*** Opening of Available records ***

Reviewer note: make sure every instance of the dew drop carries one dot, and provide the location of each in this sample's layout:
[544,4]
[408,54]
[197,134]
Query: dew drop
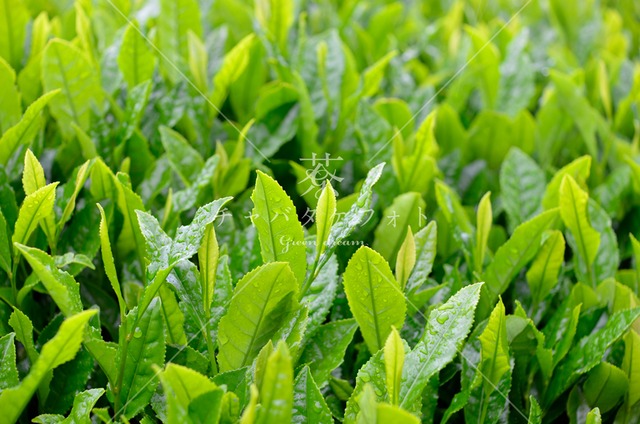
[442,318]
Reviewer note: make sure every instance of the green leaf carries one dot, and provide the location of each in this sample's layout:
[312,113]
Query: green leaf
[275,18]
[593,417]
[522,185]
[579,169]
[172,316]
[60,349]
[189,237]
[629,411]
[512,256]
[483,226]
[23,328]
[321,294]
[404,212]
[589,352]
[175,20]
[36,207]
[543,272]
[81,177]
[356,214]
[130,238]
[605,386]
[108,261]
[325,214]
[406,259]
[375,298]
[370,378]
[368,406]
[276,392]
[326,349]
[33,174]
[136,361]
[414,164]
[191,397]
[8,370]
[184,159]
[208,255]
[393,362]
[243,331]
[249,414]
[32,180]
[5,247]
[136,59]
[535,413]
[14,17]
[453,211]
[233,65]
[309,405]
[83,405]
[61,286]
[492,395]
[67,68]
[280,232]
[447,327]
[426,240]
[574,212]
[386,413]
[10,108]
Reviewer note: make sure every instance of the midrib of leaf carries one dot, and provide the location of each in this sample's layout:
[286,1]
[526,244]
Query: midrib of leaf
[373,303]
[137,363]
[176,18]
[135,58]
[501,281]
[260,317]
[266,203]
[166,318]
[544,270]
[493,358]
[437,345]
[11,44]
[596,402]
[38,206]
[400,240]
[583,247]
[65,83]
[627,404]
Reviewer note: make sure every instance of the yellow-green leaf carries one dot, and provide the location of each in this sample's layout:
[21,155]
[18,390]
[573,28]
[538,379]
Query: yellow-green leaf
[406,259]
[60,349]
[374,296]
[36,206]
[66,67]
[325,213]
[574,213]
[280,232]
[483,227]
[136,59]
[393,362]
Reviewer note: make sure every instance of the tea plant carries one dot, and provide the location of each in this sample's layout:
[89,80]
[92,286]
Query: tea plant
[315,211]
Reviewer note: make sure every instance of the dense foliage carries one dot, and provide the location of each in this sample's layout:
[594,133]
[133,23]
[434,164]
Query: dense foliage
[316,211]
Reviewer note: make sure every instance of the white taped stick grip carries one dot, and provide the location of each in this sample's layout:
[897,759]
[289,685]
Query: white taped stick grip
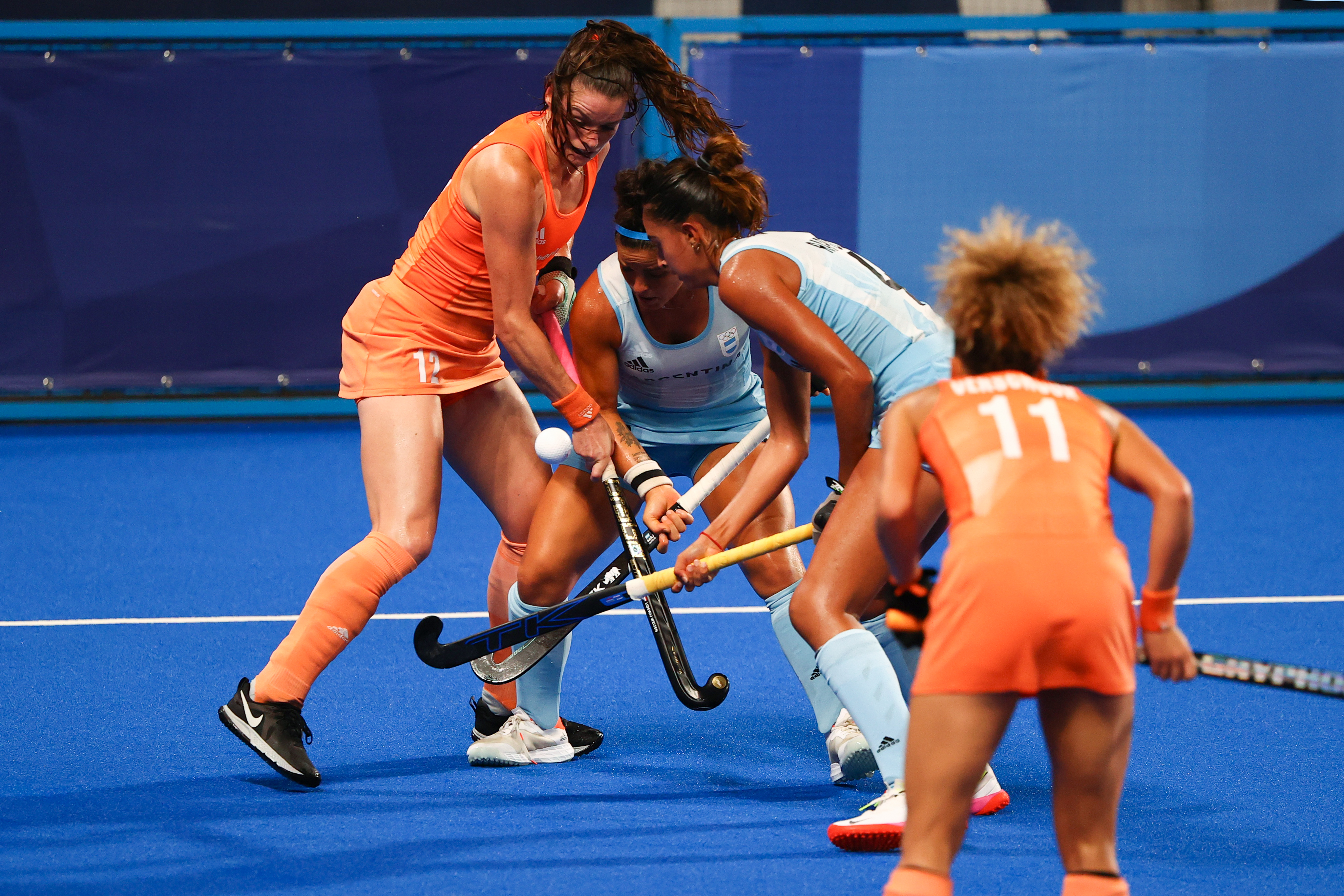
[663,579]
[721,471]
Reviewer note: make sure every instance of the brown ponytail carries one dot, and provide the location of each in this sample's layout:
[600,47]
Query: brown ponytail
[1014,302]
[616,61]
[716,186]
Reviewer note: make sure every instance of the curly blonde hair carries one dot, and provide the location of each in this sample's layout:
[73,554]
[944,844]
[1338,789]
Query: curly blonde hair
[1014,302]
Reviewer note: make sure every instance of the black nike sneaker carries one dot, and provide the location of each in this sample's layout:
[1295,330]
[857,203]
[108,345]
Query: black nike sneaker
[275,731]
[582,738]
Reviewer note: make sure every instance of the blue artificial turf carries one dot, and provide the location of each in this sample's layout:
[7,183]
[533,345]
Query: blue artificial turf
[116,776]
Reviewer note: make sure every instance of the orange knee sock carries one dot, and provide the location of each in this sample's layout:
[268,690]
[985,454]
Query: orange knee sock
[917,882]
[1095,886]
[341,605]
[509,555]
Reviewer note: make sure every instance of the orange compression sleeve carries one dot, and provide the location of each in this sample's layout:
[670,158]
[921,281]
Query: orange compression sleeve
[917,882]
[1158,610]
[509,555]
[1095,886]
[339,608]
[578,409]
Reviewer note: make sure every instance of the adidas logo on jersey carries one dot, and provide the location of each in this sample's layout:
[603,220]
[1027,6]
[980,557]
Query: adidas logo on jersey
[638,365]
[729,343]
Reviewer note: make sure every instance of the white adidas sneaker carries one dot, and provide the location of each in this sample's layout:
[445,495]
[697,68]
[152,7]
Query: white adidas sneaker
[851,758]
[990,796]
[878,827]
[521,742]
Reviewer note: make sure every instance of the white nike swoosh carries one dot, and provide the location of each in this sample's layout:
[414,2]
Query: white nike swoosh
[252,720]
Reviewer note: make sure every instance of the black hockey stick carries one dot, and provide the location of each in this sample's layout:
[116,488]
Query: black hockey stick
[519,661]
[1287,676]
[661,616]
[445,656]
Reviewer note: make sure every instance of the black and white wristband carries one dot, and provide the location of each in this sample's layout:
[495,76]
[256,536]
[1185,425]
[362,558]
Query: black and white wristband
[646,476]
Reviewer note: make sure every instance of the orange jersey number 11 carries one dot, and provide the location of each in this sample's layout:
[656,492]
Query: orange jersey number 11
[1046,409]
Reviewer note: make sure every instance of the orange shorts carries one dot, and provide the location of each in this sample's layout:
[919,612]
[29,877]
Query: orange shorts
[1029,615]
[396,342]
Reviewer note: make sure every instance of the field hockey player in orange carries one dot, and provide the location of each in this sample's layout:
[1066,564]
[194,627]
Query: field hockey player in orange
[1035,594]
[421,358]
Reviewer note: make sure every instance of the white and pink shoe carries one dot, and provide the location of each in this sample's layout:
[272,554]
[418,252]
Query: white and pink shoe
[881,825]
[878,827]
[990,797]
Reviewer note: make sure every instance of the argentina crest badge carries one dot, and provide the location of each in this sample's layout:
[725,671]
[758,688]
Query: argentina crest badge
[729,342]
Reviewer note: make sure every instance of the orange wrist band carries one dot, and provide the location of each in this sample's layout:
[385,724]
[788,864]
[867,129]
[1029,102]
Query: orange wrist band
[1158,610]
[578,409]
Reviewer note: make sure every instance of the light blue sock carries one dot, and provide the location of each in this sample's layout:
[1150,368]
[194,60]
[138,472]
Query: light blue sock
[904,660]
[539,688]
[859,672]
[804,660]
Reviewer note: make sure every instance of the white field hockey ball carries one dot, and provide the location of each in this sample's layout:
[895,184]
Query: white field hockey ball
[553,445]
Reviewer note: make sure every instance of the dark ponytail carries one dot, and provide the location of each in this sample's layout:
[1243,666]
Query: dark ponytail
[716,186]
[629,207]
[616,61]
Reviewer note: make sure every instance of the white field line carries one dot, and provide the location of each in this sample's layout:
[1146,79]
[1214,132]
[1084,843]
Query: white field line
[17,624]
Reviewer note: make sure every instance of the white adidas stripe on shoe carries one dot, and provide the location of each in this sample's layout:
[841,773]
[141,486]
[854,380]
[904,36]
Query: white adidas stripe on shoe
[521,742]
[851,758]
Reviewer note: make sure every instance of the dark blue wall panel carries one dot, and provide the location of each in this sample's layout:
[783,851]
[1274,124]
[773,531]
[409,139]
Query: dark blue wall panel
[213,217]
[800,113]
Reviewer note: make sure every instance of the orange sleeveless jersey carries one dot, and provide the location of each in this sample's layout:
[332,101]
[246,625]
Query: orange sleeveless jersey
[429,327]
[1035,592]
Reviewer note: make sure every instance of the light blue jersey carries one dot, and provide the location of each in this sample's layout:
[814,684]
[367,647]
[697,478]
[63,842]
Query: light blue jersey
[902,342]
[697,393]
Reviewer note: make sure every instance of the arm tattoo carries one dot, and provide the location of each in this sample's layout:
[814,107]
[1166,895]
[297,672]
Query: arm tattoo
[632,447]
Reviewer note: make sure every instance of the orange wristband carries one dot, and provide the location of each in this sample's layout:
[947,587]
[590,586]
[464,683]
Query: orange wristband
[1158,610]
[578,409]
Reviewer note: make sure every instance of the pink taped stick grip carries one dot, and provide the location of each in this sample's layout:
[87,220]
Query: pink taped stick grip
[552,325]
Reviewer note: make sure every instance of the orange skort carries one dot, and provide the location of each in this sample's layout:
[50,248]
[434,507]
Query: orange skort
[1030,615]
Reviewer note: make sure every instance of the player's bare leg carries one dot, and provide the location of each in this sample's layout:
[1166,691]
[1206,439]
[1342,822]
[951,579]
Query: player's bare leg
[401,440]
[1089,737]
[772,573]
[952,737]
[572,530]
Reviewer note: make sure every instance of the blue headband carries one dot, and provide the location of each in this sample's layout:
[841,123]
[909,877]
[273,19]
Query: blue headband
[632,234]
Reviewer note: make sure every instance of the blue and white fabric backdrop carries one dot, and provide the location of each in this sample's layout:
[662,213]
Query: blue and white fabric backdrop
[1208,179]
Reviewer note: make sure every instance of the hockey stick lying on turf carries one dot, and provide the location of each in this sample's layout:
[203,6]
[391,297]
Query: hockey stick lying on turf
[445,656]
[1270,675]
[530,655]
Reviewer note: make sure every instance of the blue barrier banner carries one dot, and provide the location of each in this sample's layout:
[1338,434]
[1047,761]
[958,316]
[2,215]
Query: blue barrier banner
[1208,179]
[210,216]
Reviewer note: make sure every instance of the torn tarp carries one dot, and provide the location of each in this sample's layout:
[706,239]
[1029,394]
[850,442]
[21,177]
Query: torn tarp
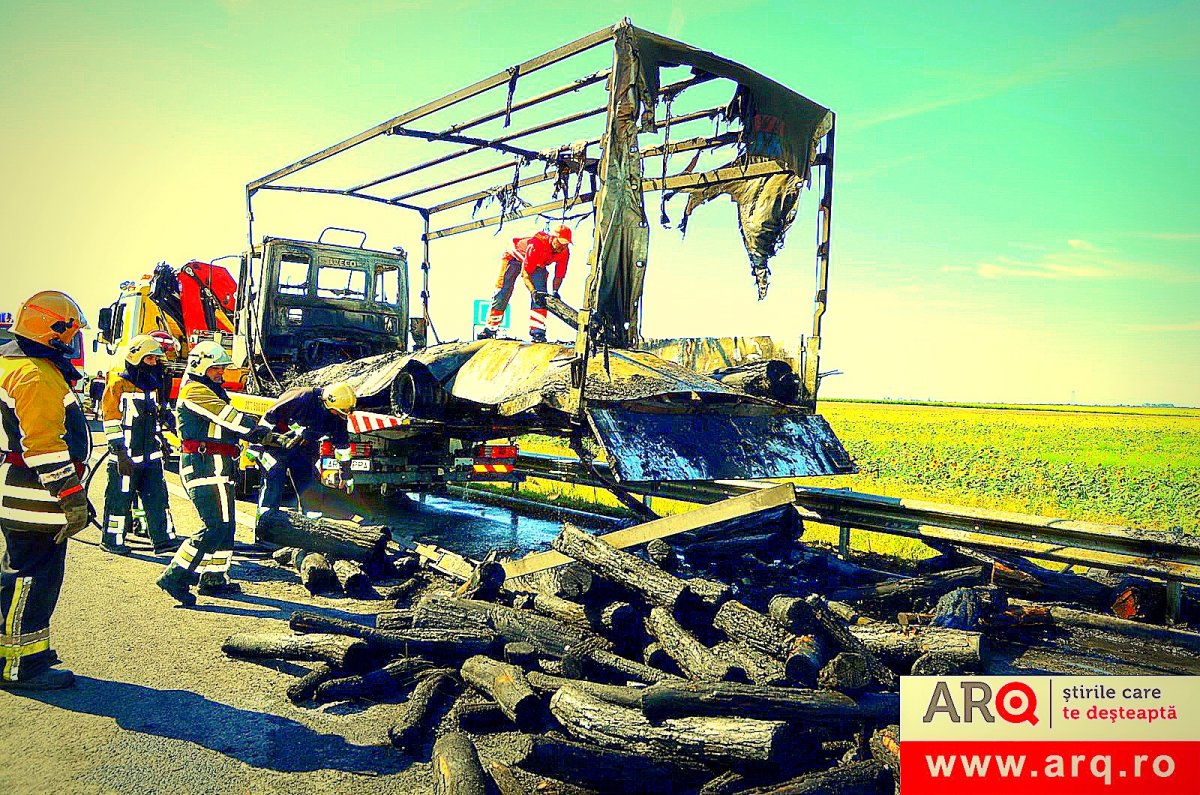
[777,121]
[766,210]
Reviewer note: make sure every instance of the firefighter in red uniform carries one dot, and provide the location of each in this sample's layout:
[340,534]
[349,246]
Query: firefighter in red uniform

*** Close of Available records ***

## Problem details
Read through the lines above and collect those that contain the string "uniform".

## Solution below
Reviewer note: make sure every instance of the firefighter in red uniform carries one dot, and provide the location of each in this sample's layout:
Query: firefighter in red uniform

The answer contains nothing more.